* _PASSAGE FOR REVIEW_:
I found out I was pregnant the first time in my life on September 27, 1997, almost exactly three months after marrying my husband. The little blue line on the test I’d taken earlier that week was ever so faint, I could barely see it. I thought my eyes were playing tricks on me. But that day, I’d gone into my doctor’s office for a blood test and was told it was most definitely positive.


I remember thinking to myself that I didn’t feel pregnant. But whatever… symptoms would probably show themselves soon enough. It was early in our marriage and we were so young then; we couldn’t possibly fathom anything but an invincible, wide-open lifetime ahead of us.


On the first day of October, I recall getting out of bed to get ready for work. I stood up and a darkness with glittering edges encroached on my vision, my heart seemed to stop for a moment and my entire body broke out into a cold sweat. I remember making it back to the bed, lying down and wondering if that’s what morning sickness felt like. If that’s what it’s supposed to feel like. Instinctively, I knew that it wasn’t right.

* _PROBLEM REQUIREMENTS_: Write the next part of the first-pregnancy account above, starting right after its last sentence.

* _PROVIDED DATA_:
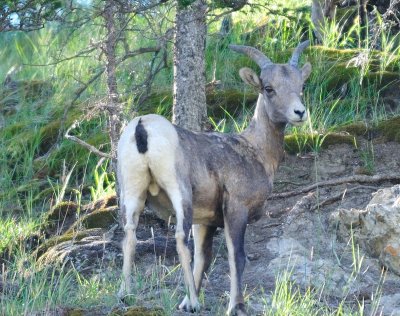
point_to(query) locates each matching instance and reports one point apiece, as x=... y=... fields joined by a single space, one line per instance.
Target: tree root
x=353 y=179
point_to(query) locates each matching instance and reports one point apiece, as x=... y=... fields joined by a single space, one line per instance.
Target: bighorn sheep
x=210 y=180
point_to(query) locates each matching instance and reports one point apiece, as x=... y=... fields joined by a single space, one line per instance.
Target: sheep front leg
x=132 y=208
x=235 y=221
x=203 y=238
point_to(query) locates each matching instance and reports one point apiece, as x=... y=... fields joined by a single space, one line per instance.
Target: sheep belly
x=203 y=212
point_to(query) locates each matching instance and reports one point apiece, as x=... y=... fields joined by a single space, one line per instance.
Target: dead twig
x=334 y=182
x=84 y=144
x=340 y=196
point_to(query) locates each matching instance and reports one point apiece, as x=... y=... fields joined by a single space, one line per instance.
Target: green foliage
x=346 y=86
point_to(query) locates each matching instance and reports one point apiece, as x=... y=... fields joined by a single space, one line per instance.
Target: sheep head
x=280 y=85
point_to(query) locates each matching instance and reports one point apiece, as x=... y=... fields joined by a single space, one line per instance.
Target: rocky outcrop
x=376 y=227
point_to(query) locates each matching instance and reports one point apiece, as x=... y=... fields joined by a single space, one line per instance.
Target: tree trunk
x=189 y=110
x=114 y=124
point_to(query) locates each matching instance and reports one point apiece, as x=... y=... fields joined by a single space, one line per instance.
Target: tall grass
x=31 y=170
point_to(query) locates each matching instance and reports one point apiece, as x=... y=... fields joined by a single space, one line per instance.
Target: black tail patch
x=141 y=137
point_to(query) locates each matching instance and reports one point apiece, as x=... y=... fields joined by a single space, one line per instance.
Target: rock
x=377 y=227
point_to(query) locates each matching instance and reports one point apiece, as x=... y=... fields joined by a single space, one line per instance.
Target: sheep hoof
x=123 y=292
x=238 y=310
x=189 y=307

* _ANSWER TO THIS EXERCISE_:
In 1907 a scientist by the name of Duncan MacDougall tried to prove the soul’s existence by measuring the weight of people whose deaths were imminent and measuring their weight again at the time of their death, hypothesizing that the soul has substance and if it leaves the body at the time of death, there would be a change in weight. The experiment was pretty flawed due to sample size and execution (no pun intended) but he did record the loss of 21 grams for one of his subjects. I don’t know if anyone else has figured this one out or if there’s another explanation for it, but I do know something for sure about the time of death.


Right after my ‘episode’, I went about my days. Looking back, I think I knew that it was in that moment that loss occurred. I knew that there would be no baby. But hope is a weird thing, and in the days that followed it didn’t occur to me to worry. Until I felt pain.


It was October 6th and what should have been the beginning of the seventh week of life. I was driving home from work, distracted. I felt at odds with myself and not at all well. There were a couple of kids walking across the street I was driving on, and I recall barely seeing them- slamming on my breaks at the last moment as they glared at me through my windshield, my heart pounding. When they’d cleared my path, I finished the drive home. By the time I got there, a familiar heavy twisting feeling was starting in my lower abdomen.


When you’re young and pregnant and cramping and spotting and worried, you talk to every woman you know and you find out that miscarriages are more common than you thought, but that a lot of women don’t have typical experiences. Every woman tells you you’re going to be ok, but as the hours tick by it becomes obvious that it’s not going to be okay. That what was there is now gone, and that your intuition was right-

I immediately thought back to the horrible feeling that every cell in my body experienced days earlier and I knew then that I’d experienced the moment of death.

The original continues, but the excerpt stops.